# [Brief]
Please print these lines of the records below verbatim, starting with the line that contains "pin: rectangular window" and continuing through the final line of the records.

**** Supplied records

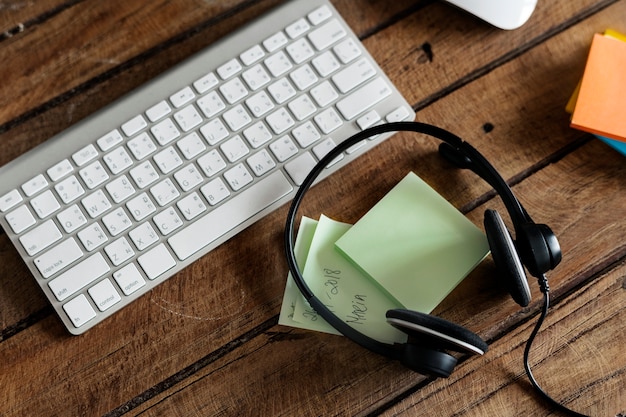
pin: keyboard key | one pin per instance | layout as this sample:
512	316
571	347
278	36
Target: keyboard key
69	189
117	221
259	104
60	170
167	221
93	175
325	64
165	132
211	104
191	146
191	206
303	77
79	310
164	192
214	131
118	160
20	219
182	97
120	189
144	174
326	35
229	69
39	238
96	204
281	90
119	251
141	146
143	236
211	163
318	15
104	294
324	94
283	148
364	98
35	185
280	121
237	117
347	51
300	167
156	261
306	135
10	200
79	276
129	279
238	177
215	191
234	148
354	75
109	140
167	160
92	237
300	51
205	83
230	214
297	28
278	64
328	120
187	118
275	41
158	111
71	218
85	155
141	206
252	55
45	204
261	163
233	90
257	135
58	258
256	77
134	125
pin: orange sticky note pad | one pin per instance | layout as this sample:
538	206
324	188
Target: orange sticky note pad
601	104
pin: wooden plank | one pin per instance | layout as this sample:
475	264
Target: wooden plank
236	289
322	374
578	358
17	17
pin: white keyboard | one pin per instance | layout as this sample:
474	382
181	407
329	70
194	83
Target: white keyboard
116	204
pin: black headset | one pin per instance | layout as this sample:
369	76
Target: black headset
430	338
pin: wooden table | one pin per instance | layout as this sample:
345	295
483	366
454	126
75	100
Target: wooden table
207	342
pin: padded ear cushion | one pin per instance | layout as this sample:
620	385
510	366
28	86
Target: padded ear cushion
506	259
427	361
436	332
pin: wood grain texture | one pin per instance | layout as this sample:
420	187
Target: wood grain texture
206	341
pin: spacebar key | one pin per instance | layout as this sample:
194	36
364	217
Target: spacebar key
229	215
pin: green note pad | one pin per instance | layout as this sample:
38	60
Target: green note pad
415	245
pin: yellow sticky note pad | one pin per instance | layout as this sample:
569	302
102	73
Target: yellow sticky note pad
601	99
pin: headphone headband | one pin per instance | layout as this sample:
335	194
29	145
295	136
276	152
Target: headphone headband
454	149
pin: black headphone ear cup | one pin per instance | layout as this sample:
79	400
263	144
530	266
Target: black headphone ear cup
427	361
435	332
506	258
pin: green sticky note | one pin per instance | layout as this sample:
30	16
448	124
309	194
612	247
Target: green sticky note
349	294
415	245
306	317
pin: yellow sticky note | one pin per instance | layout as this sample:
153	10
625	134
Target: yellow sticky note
348	293
602	97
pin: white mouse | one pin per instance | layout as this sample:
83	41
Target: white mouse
503	14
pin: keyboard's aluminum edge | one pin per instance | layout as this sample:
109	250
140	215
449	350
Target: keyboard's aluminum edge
16	172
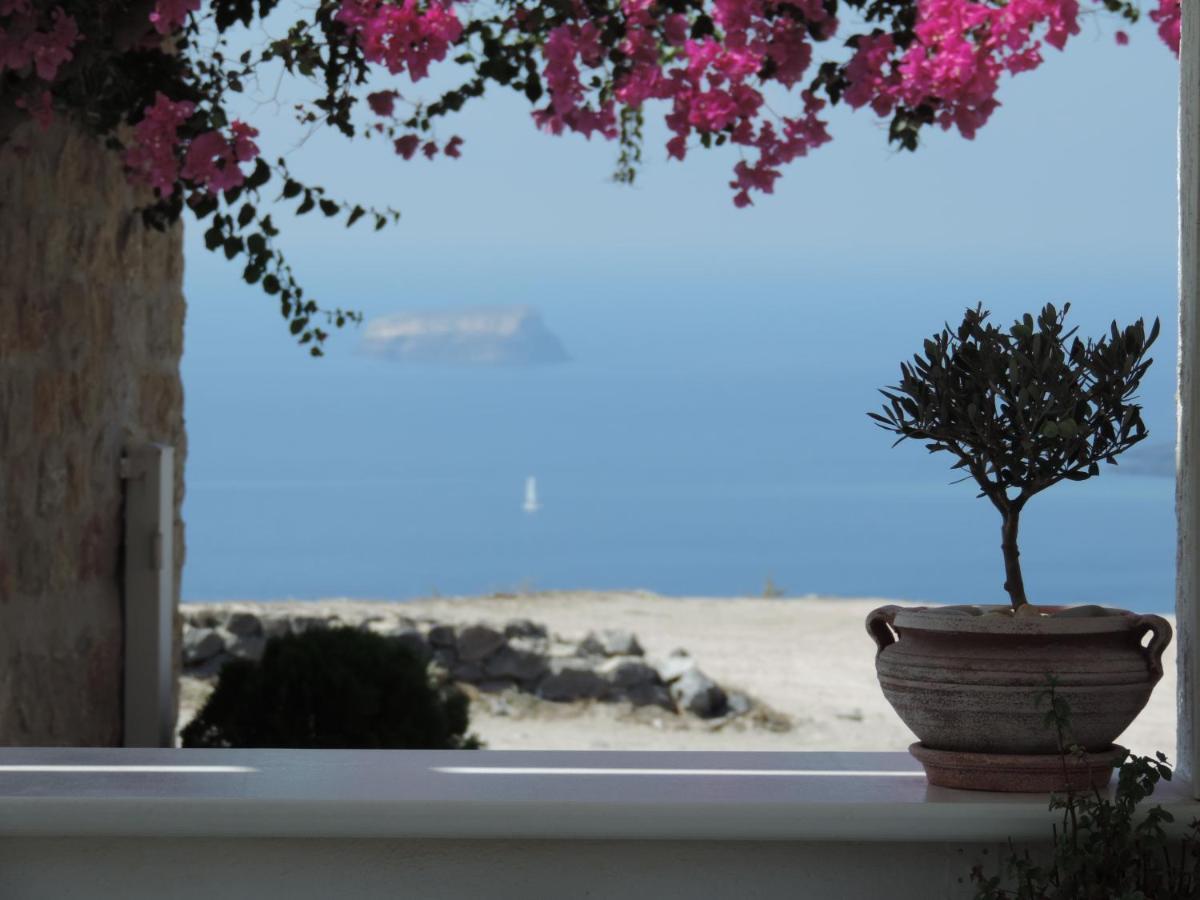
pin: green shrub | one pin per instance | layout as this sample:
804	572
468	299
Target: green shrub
331	689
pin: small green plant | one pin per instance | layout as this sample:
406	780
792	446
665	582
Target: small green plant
331	689
1021	409
1105	847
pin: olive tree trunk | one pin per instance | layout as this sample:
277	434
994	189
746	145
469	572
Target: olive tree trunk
91	329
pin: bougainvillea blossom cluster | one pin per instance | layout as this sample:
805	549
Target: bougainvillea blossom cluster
402	36
756	76
160	155
33	40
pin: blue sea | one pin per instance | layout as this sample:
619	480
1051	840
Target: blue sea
707	436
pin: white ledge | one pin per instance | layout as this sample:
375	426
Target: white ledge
503	795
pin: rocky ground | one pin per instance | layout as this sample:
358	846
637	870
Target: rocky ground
625	670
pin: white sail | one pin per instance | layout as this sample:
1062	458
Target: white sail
531	504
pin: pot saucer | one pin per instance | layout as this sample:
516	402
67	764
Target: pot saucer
1018	773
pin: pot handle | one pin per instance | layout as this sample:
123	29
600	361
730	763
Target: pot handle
880	628
1159	630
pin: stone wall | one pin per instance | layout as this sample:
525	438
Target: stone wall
91	330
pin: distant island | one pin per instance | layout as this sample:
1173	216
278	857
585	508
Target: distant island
484	336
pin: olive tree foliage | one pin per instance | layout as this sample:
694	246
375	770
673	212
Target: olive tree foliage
1021	408
157	78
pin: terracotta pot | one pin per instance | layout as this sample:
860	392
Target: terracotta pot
967	678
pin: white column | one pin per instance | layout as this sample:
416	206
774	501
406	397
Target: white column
149	595
1187	603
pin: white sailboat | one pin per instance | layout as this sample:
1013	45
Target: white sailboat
531	504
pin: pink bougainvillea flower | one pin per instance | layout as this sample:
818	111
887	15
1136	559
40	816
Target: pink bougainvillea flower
171	15
24	41
211	160
407	145
41	108
153	160
1168	18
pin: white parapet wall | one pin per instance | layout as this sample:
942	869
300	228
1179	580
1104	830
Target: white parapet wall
285	823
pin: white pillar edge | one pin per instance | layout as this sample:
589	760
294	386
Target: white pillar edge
149	595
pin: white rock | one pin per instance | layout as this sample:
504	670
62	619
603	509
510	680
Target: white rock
201	645
519	665
700	695
611	642
571	679
672	669
525	628
625	672
478	642
244	624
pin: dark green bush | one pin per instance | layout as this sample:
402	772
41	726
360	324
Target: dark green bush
331	689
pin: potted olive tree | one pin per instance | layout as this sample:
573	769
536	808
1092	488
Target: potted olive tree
1018	411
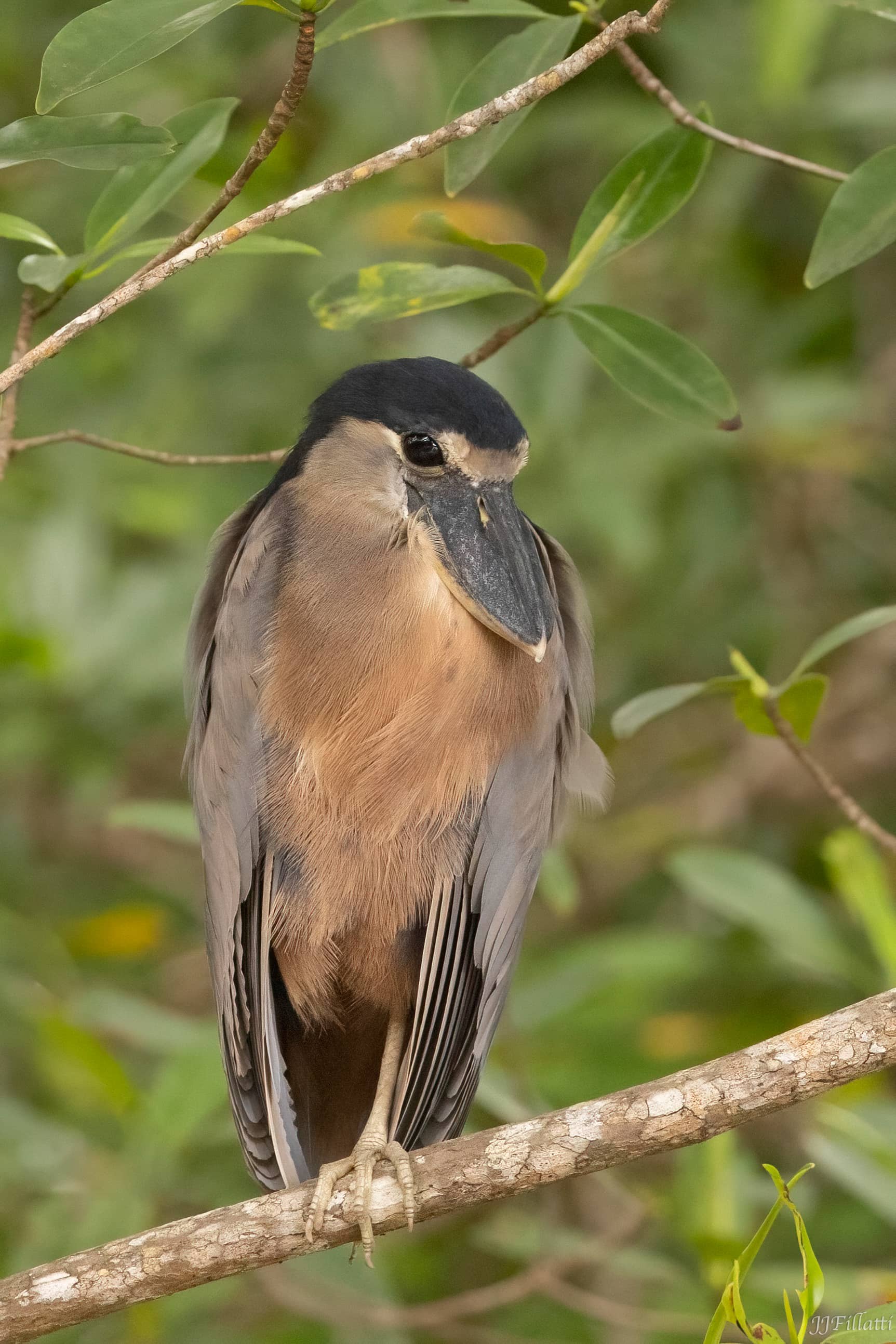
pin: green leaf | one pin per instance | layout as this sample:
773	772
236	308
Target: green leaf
644	709
876	1326
367	15
116	37
745	1262
186	1093
277	8
49	272
170	819
867	1171
507	65
434	225
759	896
755	682
883	8
670	166
590	252
798	704
656	366
859	222
136	194
842	633
11	226
813	1288
255	245
102	141
558	883
402	289
859	875
81	1070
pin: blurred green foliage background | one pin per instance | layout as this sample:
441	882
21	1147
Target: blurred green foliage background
113	1114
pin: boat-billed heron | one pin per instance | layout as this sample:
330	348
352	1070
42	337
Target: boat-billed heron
391	672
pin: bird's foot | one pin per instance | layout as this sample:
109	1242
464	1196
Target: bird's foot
365	1156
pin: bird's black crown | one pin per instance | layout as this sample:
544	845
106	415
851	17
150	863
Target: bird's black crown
418	395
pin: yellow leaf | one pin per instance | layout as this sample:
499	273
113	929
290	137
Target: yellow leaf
123	932
391	223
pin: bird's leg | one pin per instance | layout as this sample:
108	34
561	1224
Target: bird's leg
372	1144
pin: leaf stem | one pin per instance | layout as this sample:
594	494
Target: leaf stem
837	795
499	339
147	455
10	404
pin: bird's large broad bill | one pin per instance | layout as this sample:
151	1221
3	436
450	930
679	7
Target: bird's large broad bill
488	557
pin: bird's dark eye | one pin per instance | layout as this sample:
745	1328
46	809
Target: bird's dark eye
422	450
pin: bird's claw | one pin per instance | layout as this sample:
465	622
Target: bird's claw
365	1156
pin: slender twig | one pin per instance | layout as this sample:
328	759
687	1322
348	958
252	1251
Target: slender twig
826	782
148	455
274	128
651	84
420	147
277	124
10	406
686	1108
500	339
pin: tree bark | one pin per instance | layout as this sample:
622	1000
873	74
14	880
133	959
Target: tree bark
684	1108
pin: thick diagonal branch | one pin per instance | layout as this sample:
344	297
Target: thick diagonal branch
521	96
277	124
686	1108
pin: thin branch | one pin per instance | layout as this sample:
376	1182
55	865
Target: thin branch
686	1108
148	455
420	147
10	408
277	124
500	339
651	84
836	792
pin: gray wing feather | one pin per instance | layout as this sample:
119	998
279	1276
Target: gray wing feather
225	759
476	924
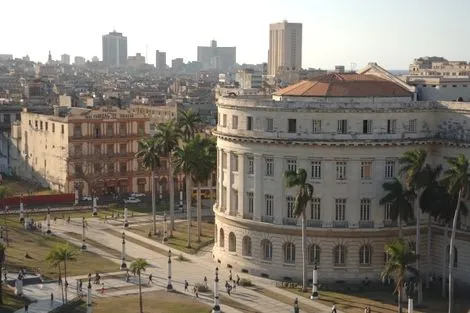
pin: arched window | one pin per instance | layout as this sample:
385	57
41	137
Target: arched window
289	252
267	249
221	238
314	254
232	242
339	255
456	256
246	246
365	255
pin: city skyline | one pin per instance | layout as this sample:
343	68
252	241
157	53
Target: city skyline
351	33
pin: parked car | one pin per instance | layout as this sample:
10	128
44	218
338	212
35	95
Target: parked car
132	200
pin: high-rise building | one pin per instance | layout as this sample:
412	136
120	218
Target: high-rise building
285	46
65	59
160	60
114	49
217	58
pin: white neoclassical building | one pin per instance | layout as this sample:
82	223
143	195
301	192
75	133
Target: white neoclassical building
347	131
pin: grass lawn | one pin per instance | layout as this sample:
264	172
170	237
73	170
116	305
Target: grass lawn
180	235
155	302
37	245
11	303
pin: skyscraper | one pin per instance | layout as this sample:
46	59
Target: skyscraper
114	49
285	46
160	60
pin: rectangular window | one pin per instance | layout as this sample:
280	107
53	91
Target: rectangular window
291	165
341	170
234	122
366	170
340	209
391	126
250	201
316	126
269	162
315	209
290	206
249	123
269	125
365	210
342	127
292	125
367	126
389	169
251	165
316	169
269	199
412	126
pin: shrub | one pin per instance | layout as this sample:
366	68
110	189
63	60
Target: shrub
245	282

********

# [Reply to the task]
pin: rectangular window | one pin per instance | layout as this sample:
280	107
53	91
Target: rectangular window
291	165
341	170
234	122
366	170
340	209
391	126
250	201
316	126
269	162
315	209
290	206
249	123
269	125
365	210
342	127
292	125
367	126
389	169
251	165
316	169
269	199
412	126
pin: shrub | one pin per instance | layout as this sample:
366	68
110	189
63	60
Target: shrub
245	282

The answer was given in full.